#### Document segment
* BEGIN *
Tomgram: David Cole on How the Supreme Court Struck Back

Last week Attorney General Alberto J. Gonzales testified before the Senate Judiciary Committee that the President had personally shut down a Justice Department investigation into the domestic eavesdropping program being run by the National Security Agency. According to Neil Lewis of the New York Times,

"Mr. Gonzales made the assertion in response to questioning from Senator Arlen Specter, Republican of Pennsylvania and chairman of the committee. Mr. Specter said the Office of Professional Responsibility at the Justice Department had to call off an investigation into the conduct of department lawyers who evaluated the [NSA] surveillance program because the unit was denied clearance to review classified documents.

"'Why wasn't O.P.R. given clearance as so many other lawyers in the Department of Justice were given clearance?' Mr. Specter asked.

"Mr. Gonzales replied, ‘The president of the United States makes decisions about who is ultimately given access," and he added that the president ‘makes the decision because this is such an important program.'"

It was the first time in its thirty-one year history that investigators from the OPR, who regularly conduct "investigations into executive branch programs involving the highest levels of classified information," were blocked from doing so.
* END *
#### Problem set
[A] Transcribe the records word for word, from the line containing "Where can the concrete" through the last line of the records, both ends included.
[B] Pick up the excerpt on the halted Justice Department inquiry into NSA eavesdropping at the point where it stops, and continue it.

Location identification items
* BEGIN *
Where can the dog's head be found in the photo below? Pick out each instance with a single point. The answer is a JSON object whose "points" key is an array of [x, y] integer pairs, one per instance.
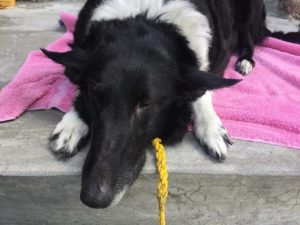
{"points": [[135, 84]]}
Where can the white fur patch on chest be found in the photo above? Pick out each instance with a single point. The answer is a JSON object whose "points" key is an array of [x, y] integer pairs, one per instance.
{"points": [[192, 24]]}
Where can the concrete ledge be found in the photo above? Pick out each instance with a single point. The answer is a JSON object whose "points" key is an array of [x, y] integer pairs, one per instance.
{"points": [[193, 199], [23, 152]]}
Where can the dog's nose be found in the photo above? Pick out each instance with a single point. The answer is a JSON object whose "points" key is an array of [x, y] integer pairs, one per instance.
{"points": [[96, 199]]}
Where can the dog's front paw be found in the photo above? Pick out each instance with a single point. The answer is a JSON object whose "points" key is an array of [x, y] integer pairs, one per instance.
* END *
#### Responses in order
[A]
Where can the concrete ledge be found in the photo above? Pick out each instance with a single point. The answer is a JSON object whose "points" key is an array of [x, y] integer pairs, one per instance.
{"points": [[193, 199], [23, 152]]}
Where can the dog's nose be found in the photo above? Pick out each instance with a single point. The answer is a JSON object whose "points" key is an array of [x, y] integer pairs, one per instance.
{"points": [[96, 199]]}
Where can the dog's front paw be found in the photo above? Pick out each instance with a single point. The answer is a JSON object whose "points" key is an array of [x, y] integer pairs, one per instance.

[B]
An anonymous "senior Justice Department official" offered the following explanation to Lewis: "We had to draw the line somewhere" -- one of those classic descriptions that should have been in the headline, not deep in the piece. For the most secretive administration in American history, even the anonymity of the source was perfect. The only inaccuracy in the line was that splendidly placed "somewhere." As on every other issue of legal, ethical, or constitutional import, this administration never draws the line "somewhere"; it always draws its line at the same place -- the place, to be exact, which gives the commander-in-chief presidency that is this administration's heart and soul the most possible power and denies power most outrageously to any other branch of, or agency of, government (except, of course, the Pentagon).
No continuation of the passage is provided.